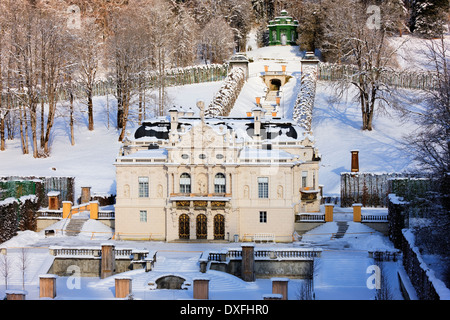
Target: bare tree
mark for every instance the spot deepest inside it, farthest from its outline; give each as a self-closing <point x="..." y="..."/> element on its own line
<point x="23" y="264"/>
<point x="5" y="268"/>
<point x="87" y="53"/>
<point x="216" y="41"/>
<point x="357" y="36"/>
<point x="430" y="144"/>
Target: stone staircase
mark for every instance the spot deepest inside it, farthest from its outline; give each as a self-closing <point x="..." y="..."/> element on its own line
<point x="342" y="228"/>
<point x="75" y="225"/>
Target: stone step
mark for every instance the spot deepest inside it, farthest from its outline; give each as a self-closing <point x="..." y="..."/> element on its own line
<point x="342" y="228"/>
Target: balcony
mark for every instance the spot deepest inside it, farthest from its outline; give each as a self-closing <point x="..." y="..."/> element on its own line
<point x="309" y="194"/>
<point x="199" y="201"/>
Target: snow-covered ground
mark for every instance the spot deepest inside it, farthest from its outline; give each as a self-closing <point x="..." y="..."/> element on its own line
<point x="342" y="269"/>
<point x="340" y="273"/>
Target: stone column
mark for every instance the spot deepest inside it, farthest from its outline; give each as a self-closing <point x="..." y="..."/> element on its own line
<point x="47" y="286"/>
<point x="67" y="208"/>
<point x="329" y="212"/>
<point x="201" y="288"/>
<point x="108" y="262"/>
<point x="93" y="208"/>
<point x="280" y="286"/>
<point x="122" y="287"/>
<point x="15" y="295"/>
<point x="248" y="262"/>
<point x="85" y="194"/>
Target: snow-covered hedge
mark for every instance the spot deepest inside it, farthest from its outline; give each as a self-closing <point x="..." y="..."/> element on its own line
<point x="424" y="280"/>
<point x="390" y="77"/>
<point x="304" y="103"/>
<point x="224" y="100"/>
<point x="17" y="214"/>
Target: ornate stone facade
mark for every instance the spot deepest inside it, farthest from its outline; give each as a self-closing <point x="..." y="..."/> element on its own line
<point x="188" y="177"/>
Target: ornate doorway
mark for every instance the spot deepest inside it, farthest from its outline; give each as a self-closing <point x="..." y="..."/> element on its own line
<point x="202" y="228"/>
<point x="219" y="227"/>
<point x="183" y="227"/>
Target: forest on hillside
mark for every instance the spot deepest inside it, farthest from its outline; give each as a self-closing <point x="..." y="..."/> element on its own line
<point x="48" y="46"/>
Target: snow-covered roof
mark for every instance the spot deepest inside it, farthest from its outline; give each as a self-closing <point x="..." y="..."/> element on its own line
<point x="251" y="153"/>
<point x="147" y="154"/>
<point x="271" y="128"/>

» **Problem details**
A faithful copy of the records above is needed, with the pictures left out.

» **Result**
Target: bare tree
mark for every instance the spot deepest inside it, farthest from its outline; give each as a self-closing <point x="..." y="..."/> element on its own line
<point x="23" y="264"/>
<point x="5" y="268"/>
<point x="87" y="53"/>
<point x="216" y="41"/>
<point x="357" y="36"/>
<point x="430" y="144"/>
Target: stone staircase
mark for every instance the spot deepest inside it, farthest from its outline; give each as a self-closing <point x="..." y="..."/> element on its own line
<point x="342" y="228"/>
<point x="75" y="225"/>
Target: stone step
mark for every instance the spot deepest inside it, farthest from its outline; give each as a self-closing <point x="..." y="..."/> element on its own line
<point x="342" y="228"/>
Target: balcony
mark for every instance the spot deepest inside it, farthest from its outline; give each as a self-closing <point x="..." y="..."/> element on its own line
<point x="309" y="194"/>
<point x="199" y="201"/>
Target: snow-covered ground
mark for every instance the spot deepest inside it, farthest from its outline; give each as a self-closing <point x="..." y="..."/> element on its own line
<point x="342" y="269"/>
<point x="340" y="273"/>
Target: stone column
mark for every instance the spot deepest inside it, farthest from its outline; give each as a self-closing <point x="..." y="..."/> element on its own line
<point x="47" y="286"/>
<point x="67" y="208"/>
<point x="329" y="212"/>
<point x="201" y="288"/>
<point x="108" y="262"/>
<point x="93" y="208"/>
<point x="280" y="286"/>
<point x="122" y="287"/>
<point x="15" y="295"/>
<point x="248" y="262"/>
<point x="85" y="194"/>
Target: snow-covered hedge
mark for every instance the spot deepest inside it, farthest from its outline; give each as a self-closing <point x="..." y="..."/> element on its own line
<point x="424" y="280"/>
<point x="390" y="77"/>
<point x="304" y="103"/>
<point x="224" y="100"/>
<point x="17" y="214"/>
Target: ornate stone facade
mark for every instance the spot deepest inside it, farthest from its outline; give each as a self-closing <point x="..." y="..."/> element on its own line
<point x="188" y="177"/>
Target: ornate doorway
mark for every instance the spot deepest inside it, farthest from its outline; give each as a self-closing <point x="..." y="..."/> element on its own line
<point x="202" y="228"/>
<point x="219" y="227"/>
<point x="183" y="227"/>
Target: forest on hillside
mark for every instance the spot deepest inside it, farthest from its outline; give each as a self-closing <point x="..." y="..."/> element on its own line
<point x="48" y="46"/>
Target: snow-covered roof
mark for every instance the spot deepest inside it, farthest from its outline; give each as a self-closing <point x="..." y="..."/> element on its own line
<point x="251" y="153"/>
<point x="147" y="154"/>
<point x="271" y="128"/>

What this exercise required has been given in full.